Using the records below, find every line that includes "gesturing" and copy it.

::::

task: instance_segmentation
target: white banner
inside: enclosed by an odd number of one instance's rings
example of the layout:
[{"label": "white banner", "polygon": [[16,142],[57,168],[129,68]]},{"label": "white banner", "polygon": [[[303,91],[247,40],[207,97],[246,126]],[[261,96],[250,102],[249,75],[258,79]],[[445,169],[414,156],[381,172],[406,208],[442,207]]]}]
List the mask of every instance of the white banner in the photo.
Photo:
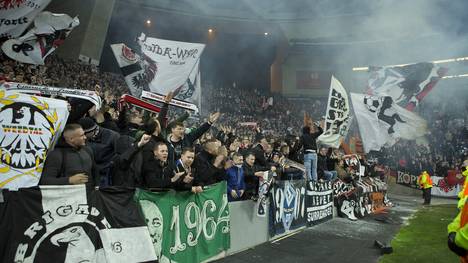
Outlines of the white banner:
[{"label": "white banner", "polygon": [[200,106],[199,67],[205,45],[146,38],[144,34],[138,44],[141,53],[125,44],[111,45],[130,94],[140,98],[144,91],[158,96],[173,91],[175,99]]},{"label": "white banner", "polygon": [[431,176],[432,179],[432,196],[442,197],[458,197],[458,193],[463,189],[463,185],[450,185],[446,181],[446,177]]},{"label": "white banner", "polygon": [[0,188],[36,186],[68,118],[67,103],[0,90]]},{"label": "white banner", "polygon": [[0,38],[19,37],[50,0],[0,1]]},{"label": "white banner", "polygon": [[402,107],[413,110],[447,73],[429,62],[398,67],[371,67],[368,80],[370,94],[390,96]]},{"label": "white banner", "polygon": [[427,132],[424,119],[393,102],[390,96],[351,93],[364,151],[392,146],[397,139],[415,140]]},{"label": "white banner", "polygon": [[333,148],[340,147],[341,139],[348,133],[349,124],[348,94],[343,85],[332,76],[324,131],[318,137],[318,142]]},{"label": "white banner", "polygon": [[34,20],[34,28],[17,39],[9,39],[2,51],[16,61],[44,65],[45,58],[60,46],[80,21],[66,14],[42,12]]},{"label": "white banner", "polygon": [[[148,91],[143,91],[143,93],[141,94],[141,98],[142,99],[147,99],[147,100],[158,101],[158,102],[164,102],[164,95],[155,94],[155,93],[151,93],[151,92],[148,92]],[[186,109],[186,110],[191,110],[191,111],[198,112],[197,105],[195,105],[193,103],[188,103],[188,102],[185,102],[185,101],[177,100],[177,99],[172,99],[171,102],[169,103],[169,105],[179,107],[179,108],[183,108],[183,109]]]},{"label": "white banner", "polygon": [[48,86],[38,86],[30,85],[25,83],[17,82],[5,82],[1,88],[11,92],[20,92],[25,94],[32,95],[47,95],[47,96],[61,96],[61,97],[72,97],[90,101],[96,106],[96,109],[101,108],[102,100],[101,97],[91,90],[80,90],[80,89],[67,89],[59,87],[48,87]]},{"label": "white banner", "polygon": [[150,89],[164,95],[185,85],[190,76],[197,75],[198,62],[205,48],[205,44],[158,39],[144,34],[138,38],[138,43],[142,53],[157,65]]},{"label": "white banner", "polygon": [[144,63],[145,60],[141,60],[140,56],[125,44],[113,44],[111,49],[125,78],[130,94],[140,98],[143,90],[149,90],[148,82],[144,80],[146,79],[145,76],[152,75],[155,64]]}]

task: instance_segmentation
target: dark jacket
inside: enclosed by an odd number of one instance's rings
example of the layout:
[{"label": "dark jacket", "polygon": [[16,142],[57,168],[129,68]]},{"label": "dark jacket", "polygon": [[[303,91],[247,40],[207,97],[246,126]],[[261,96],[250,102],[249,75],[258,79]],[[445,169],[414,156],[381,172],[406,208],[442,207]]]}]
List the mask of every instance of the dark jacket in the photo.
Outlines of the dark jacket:
[{"label": "dark jacket", "polygon": [[178,142],[173,142],[171,136],[167,137],[168,150],[169,150],[169,163],[175,163],[176,160],[180,158],[182,150],[186,147],[193,147],[193,143],[200,138],[205,132],[210,129],[211,125],[208,122],[202,124],[198,129],[185,134]]},{"label": "dark jacket", "polygon": [[214,159],[215,156],[209,154],[205,150],[197,154],[192,165],[194,186],[207,186],[226,179],[224,169],[217,168],[213,165]]},{"label": "dark jacket", "polygon": [[168,163],[153,158],[143,163],[144,188],[172,188],[171,178],[174,177],[174,169]]},{"label": "dark jacket", "polygon": [[102,170],[111,164],[117,153],[119,137],[115,131],[100,127],[96,137],[88,141],[99,169]]},{"label": "dark jacket", "polygon": [[113,121],[112,119],[107,119],[107,120],[104,120],[103,123],[99,124],[101,127],[103,128],[106,128],[106,129],[109,129],[109,130],[113,130],[115,132],[120,132],[120,129],[119,127],[117,127],[117,124],[115,123],[115,121]]},{"label": "dark jacket", "polygon": [[323,171],[328,171],[328,166],[327,166],[328,158],[327,156],[323,156],[321,154],[317,155],[317,175],[318,178],[323,176]]},{"label": "dark jacket", "polygon": [[47,155],[39,184],[68,185],[68,178],[79,173],[88,175],[87,186],[99,185],[93,151],[87,146],[75,149],[61,140]]},{"label": "dark jacket", "polygon": [[113,160],[112,183],[116,186],[142,187],[143,147],[135,143]]},{"label": "dark jacket", "polygon": [[316,140],[322,134],[323,130],[320,127],[317,127],[318,131],[315,133],[309,133],[310,128],[304,127],[302,129],[302,136],[301,136],[301,145],[304,147],[304,154],[306,154],[307,150],[315,150],[317,151],[317,143]]},{"label": "dark jacket", "polygon": [[[184,183],[184,178],[185,176],[187,176],[188,174],[188,171],[187,169],[184,167],[184,165],[182,164],[182,161],[179,159],[177,160],[176,162],[176,169],[175,169],[175,172],[176,173],[181,173],[181,172],[184,172],[184,174],[177,180],[174,182],[174,189],[176,190],[179,190],[179,191],[189,191],[192,189],[192,184],[193,184],[193,180],[192,182],[190,183]],[[193,174],[191,175],[193,176]]]},{"label": "dark jacket", "polygon": [[255,155],[255,165],[259,167],[269,167],[269,163],[265,157],[265,150],[261,144],[252,148],[252,153]]},{"label": "dark jacket", "polygon": [[94,106],[89,100],[79,98],[70,98],[69,103],[71,105],[71,111],[67,119],[67,124],[77,123],[78,120],[86,116],[89,109]]},{"label": "dark jacket", "polygon": [[246,194],[253,195],[258,191],[259,179],[255,176],[256,172],[262,171],[254,164],[253,166],[248,165],[244,162],[242,165],[244,170],[244,181],[245,181],[245,192]]}]

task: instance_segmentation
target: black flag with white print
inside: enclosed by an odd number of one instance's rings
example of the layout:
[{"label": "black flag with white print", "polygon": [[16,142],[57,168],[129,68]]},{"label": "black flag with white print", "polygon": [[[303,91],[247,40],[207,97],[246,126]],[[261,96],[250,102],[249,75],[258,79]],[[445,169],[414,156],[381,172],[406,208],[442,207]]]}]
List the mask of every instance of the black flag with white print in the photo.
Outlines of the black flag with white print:
[{"label": "black flag with white print", "polygon": [[[2,192],[1,262],[155,262],[134,190],[41,186]],[[2,201],[2,200],[0,200]]]}]

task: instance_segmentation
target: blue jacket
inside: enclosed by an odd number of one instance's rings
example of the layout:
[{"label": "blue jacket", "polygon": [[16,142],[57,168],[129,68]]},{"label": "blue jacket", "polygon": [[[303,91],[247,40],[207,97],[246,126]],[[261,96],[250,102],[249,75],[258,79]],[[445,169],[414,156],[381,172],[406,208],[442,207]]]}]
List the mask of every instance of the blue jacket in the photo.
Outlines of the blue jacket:
[{"label": "blue jacket", "polygon": [[228,196],[230,196],[231,190],[236,190],[236,192],[240,190],[245,191],[244,168],[233,166],[229,168],[226,173]]}]

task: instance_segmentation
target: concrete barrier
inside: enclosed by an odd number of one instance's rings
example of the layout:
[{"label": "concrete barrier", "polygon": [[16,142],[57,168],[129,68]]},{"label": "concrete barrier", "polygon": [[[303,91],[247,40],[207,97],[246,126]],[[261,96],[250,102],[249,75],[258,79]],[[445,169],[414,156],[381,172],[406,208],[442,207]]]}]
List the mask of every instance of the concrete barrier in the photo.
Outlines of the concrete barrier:
[{"label": "concrete barrier", "polygon": [[[231,202],[229,213],[231,215],[231,248],[227,252],[228,255],[269,241],[268,216],[256,215],[255,202],[251,200]],[[268,215],[268,208],[266,215]]]}]

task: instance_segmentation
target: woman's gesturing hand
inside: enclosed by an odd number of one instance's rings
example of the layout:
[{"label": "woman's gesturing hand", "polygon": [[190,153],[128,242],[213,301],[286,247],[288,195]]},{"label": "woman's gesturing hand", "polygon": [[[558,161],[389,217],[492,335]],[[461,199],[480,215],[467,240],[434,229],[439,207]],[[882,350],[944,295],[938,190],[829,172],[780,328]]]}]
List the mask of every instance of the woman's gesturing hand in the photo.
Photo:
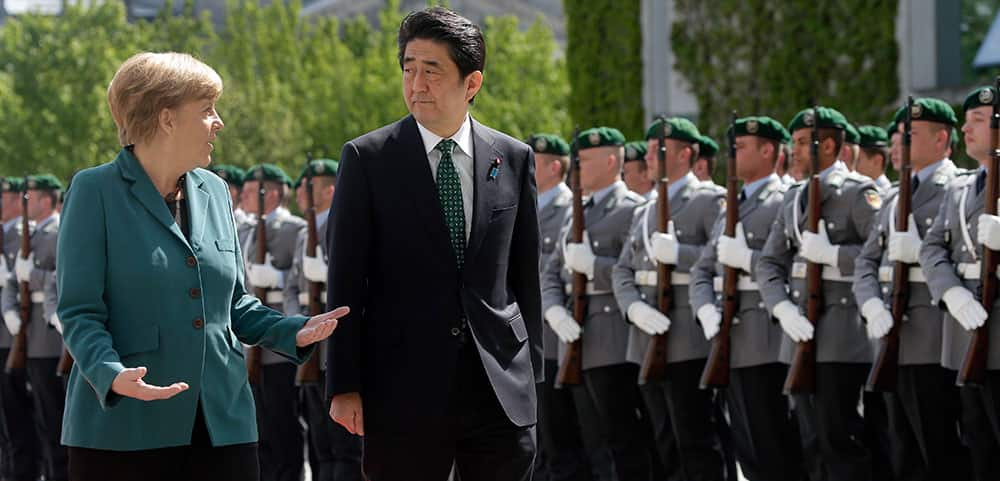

::::

SOLUTION FOR THIS EXERCISE >>
target: woman's gesturing hand
[{"label": "woman's gesturing hand", "polygon": [[190,153],[128,242],[213,301],[286,247],[288,195]]},{"label": "woman's gesturing hand", "polygon": [[[558,161],[389,217],[492,335]],[[461,199],[480,215],[467,240],[434,229],[439,207]],[[882,350],[944,295],[938,190],[829,172],[780,328]]]}]
List the mask of every instance of the woman's gesturing hand in the photo.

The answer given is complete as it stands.